[start of DATA TO PROCESS]
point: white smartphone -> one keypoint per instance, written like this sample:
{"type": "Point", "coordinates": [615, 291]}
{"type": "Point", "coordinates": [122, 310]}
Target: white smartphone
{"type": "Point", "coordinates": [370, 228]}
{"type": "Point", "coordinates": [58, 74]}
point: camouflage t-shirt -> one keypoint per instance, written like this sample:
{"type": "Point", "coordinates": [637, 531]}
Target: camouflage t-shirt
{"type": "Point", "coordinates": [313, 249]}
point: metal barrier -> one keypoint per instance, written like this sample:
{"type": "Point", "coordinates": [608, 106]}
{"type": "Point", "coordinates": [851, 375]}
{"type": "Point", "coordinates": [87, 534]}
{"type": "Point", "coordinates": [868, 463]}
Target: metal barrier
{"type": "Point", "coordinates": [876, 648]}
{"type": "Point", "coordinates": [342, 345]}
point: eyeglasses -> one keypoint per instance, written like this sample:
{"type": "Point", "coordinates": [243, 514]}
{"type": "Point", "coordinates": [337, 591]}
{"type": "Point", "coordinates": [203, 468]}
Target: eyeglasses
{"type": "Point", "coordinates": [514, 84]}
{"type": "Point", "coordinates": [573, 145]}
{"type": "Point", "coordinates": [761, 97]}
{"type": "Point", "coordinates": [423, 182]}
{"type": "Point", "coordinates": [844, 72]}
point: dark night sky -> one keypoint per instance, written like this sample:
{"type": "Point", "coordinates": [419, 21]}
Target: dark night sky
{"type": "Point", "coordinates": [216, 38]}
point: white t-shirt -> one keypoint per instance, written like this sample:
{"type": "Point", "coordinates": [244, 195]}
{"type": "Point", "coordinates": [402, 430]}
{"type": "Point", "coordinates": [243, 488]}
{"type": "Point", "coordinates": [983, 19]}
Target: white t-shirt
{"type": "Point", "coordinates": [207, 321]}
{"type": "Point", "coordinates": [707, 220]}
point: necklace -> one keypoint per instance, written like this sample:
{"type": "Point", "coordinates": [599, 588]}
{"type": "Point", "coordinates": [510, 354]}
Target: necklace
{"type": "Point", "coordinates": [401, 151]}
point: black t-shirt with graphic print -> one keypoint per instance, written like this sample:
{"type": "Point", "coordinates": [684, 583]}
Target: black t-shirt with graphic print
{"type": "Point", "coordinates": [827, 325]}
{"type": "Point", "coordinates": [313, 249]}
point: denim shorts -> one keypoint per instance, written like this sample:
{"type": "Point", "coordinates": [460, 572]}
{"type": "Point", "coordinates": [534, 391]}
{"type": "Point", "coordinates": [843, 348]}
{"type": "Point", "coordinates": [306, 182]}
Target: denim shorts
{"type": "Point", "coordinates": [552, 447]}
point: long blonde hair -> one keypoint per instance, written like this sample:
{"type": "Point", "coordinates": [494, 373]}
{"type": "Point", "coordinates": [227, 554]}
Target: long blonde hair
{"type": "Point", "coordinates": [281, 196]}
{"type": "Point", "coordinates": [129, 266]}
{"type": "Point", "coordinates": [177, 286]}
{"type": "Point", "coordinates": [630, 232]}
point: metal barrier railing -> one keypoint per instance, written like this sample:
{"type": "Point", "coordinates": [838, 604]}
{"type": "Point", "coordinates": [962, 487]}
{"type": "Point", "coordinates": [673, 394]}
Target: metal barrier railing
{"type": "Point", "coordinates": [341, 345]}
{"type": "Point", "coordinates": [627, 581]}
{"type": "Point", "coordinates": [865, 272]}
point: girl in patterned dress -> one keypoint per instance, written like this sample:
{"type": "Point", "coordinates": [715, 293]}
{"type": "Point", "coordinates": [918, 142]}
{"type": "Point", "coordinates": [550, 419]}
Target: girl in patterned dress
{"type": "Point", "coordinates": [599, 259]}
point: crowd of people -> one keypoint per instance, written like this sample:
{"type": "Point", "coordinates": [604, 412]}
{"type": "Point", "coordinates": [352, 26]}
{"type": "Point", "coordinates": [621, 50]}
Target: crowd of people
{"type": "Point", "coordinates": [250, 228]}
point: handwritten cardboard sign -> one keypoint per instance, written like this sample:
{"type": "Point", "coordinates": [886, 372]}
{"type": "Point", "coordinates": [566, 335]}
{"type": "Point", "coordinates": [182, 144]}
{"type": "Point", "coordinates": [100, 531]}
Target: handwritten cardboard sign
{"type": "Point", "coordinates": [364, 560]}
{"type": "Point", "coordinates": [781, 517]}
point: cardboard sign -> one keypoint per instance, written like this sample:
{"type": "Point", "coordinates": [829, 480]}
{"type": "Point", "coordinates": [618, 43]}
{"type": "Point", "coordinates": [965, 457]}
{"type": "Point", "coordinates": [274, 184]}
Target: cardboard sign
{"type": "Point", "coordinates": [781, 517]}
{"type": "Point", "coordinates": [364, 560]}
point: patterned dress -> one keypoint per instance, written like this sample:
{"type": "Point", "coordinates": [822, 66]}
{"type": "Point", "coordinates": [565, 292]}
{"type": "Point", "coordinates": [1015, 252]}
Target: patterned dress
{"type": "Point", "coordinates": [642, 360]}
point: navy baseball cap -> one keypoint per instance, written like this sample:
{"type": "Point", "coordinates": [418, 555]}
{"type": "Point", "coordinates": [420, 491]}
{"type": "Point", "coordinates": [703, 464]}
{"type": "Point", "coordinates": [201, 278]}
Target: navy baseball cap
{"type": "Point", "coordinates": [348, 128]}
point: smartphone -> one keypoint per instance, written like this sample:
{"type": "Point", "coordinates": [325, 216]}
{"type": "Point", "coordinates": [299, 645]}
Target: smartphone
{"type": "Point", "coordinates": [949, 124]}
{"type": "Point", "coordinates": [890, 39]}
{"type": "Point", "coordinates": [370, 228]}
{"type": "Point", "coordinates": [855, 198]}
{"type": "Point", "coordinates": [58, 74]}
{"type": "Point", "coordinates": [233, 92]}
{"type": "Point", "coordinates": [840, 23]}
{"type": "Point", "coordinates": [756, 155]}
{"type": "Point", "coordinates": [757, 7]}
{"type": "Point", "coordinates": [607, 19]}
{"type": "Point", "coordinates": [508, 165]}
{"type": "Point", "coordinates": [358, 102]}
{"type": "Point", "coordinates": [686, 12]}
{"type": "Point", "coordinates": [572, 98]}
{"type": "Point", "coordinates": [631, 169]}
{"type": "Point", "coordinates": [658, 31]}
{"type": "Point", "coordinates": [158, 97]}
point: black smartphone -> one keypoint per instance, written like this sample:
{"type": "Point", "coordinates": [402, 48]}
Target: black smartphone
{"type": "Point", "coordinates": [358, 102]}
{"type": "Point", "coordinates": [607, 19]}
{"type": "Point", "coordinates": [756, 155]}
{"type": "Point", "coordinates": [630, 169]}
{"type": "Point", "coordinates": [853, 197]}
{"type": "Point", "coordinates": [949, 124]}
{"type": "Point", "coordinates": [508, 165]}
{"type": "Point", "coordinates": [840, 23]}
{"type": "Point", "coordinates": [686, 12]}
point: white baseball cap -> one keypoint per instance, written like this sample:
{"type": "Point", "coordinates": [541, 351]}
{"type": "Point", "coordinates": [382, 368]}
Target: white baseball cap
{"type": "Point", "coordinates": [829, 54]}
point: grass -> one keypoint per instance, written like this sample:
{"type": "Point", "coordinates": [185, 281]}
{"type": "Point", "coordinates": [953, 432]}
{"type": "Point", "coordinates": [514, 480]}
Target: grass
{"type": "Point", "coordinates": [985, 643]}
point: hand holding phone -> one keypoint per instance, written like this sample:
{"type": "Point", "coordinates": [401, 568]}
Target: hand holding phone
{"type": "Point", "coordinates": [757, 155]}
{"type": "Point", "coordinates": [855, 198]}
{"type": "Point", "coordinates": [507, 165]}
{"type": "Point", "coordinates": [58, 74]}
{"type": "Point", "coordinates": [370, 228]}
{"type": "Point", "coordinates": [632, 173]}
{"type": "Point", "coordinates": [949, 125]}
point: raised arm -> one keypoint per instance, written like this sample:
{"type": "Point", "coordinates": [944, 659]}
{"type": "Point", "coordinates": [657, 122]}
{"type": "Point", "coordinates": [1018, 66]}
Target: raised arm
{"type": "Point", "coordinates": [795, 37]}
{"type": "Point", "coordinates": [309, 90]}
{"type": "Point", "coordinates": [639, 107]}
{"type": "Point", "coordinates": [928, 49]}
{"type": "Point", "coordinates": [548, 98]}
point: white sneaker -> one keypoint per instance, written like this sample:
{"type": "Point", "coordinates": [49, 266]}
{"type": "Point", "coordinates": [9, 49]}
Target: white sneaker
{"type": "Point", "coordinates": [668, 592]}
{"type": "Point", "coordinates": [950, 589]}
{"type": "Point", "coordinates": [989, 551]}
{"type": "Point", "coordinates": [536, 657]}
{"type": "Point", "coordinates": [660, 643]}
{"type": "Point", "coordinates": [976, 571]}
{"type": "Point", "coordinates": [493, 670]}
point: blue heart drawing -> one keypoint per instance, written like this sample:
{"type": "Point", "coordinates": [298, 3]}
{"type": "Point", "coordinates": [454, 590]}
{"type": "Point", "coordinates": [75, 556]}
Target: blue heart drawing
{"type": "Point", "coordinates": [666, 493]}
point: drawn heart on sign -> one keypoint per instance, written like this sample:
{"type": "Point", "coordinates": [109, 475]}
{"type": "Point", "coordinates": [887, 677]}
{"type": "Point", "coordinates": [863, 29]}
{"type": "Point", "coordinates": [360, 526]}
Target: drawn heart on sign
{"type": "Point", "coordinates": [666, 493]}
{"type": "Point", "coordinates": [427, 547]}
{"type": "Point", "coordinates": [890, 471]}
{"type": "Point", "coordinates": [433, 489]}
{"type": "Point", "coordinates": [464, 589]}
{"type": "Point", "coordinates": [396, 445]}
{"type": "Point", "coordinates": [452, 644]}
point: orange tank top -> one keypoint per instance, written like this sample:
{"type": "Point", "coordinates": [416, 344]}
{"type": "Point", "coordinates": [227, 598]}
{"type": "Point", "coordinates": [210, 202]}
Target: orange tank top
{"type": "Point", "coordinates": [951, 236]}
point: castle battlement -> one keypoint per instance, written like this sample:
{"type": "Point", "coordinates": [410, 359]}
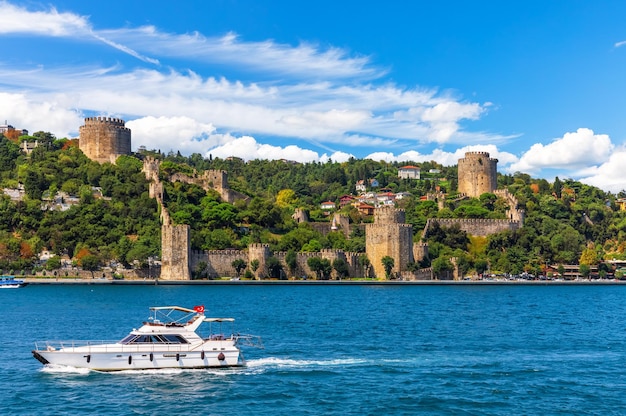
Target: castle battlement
{"type": "Point", "coordinates": [475, 226]}
{"type": "Point", "coordinates": [477, 174]}
{"type": "Point", "coordinates": [104, 139]}
{"type": "Point", "coordinates": [108, 120]}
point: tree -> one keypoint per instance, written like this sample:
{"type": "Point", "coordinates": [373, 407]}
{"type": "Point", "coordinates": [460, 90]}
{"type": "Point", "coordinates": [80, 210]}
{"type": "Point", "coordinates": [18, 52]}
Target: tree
{"type": "Point", "coordinates": [254, 265]}
{"type": "Point", "coordinates": [442, 267]}
{"type": "Point", "coordinates": [321, 267]}
{"type": "Point", "coordinates": [53, 263]}
{"type": "Point", "coordinates": [584, 270]}
{"type": "Point", "coordinates": [291, 259]}
{"type": "Point", "coordinates": [341, 267]}
{"type": "Point", "coordinates": [274, 267]}
{"type": "Point", "coordinates": [388, 263]}
{"type": "Point", "coordinates": [364, 262]}
{"type": "Point", "coordinates": [239, 265]}
{"type": "Point", "coordinates": [90, 262]}
{"type": "Point", "coordinates": [201, 269]}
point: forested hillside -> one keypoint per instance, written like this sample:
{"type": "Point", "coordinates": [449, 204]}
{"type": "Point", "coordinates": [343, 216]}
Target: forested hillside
{"type": "Point", "coordinates": [114, 219]}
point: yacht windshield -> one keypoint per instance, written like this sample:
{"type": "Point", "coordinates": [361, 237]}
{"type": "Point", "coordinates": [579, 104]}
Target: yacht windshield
{"type": "Point", "coordinates": [154, 339]}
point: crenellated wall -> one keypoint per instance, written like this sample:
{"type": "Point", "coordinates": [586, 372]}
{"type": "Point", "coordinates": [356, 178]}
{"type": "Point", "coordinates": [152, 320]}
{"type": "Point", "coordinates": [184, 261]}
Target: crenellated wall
{"type": "Point", "coordinates": [389, 236]}
{"type": "Point", "coordinates": [477, 174]}
{"type": "Point", "coordinates": [475, 226]}
{"type": "Point", "coordinates": [104, 139]}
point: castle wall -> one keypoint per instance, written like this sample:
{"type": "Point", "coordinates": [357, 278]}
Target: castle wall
{"type": "Point", "coordinates": [477, 174]}
{"type": "Point", "coordinates": [104, 139]}
{"type": "Point", "coordinates": [175, 248]}
{"type": "Point", "coordinates": [475, 226]}
{"type": "Point", "coordinates": [514, 213]}
{"type": "Point", "coordinates": [389, 236]}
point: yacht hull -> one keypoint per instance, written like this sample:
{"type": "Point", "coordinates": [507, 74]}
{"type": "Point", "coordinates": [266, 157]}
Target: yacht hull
{"type": "Point", "coordinates": [118, 361]}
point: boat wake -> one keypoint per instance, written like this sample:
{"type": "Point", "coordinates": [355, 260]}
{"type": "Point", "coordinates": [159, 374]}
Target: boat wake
{"type": "Point", "coordinates": [63, 369]}
{"type": "Point", "coordinates": [254, 366]}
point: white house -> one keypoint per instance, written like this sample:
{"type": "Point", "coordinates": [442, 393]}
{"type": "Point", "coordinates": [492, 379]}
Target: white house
{"type": "Point", "coordinates": [409, 172]}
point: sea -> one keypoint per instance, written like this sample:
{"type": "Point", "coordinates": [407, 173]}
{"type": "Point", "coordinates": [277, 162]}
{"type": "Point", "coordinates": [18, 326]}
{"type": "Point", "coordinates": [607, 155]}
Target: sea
{"type": "Point", "coordinates": [334, 350]}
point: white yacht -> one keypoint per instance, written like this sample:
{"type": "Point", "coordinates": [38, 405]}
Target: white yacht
{"type": "Point", "coordinates": [170, 339]}
{"type": "Point", "coordinates": [10, 282]}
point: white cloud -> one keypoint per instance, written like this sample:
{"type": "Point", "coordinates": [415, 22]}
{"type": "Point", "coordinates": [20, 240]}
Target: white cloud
{"type": "Point", "coordinates": [49, 115]}
{"type": "Point", "coordinates": [47, 23]}
{"type": "Point", "coordinates": [574, 150]}
{"type": "Point", "coordinates": [316, 104]}
{"type": "Point", "coordinates": [248, 148]}
{"type": "Point", "coordinates": [182, 134]}
{"type": "Point", "coordinates": [306, 60]}
{"type": "Point", "coordinates": [610, 174]}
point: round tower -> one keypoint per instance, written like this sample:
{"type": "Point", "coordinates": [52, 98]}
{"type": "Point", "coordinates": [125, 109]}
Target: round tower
[end of DATA TO PROCESS]
JOB: Starting at the line that contains "point: white cloud" and running through the end of the data, write those lines out again with "one keypoint per instance" swapped for "one point per object". Leave everything else in them unchanged.

TASK ANSWER:
point: white cloud -> one point per object, written like this sample:
{"type": "Point", "coordinates": [415, 22]}
{"type": "Point", "coordinates": [20, 240]}
Target: white cloud
{"type": "Point", "coordinates": [49, 115]}
{"type": "Point", "coordinates": [47, 23]}
{"type": "Point", "coordinates": [574, 150]}
{"type": "Point", "coordinates": [316, 104]}
{"type": "Point", "coordinates": [248, 148]}
{"type": "Point", "coordinates": [182, 134]}
{"type": "Point", "coordinates": [306, 60]}
{"type": "Point", "coordinates": [610, 174]}
point: round tower -> one point per object, written like this sample:
{"type": "Point", "coordinates": [52, 98]}
{"type": "Point", "coordinates": [125, 109]}
Target: round tower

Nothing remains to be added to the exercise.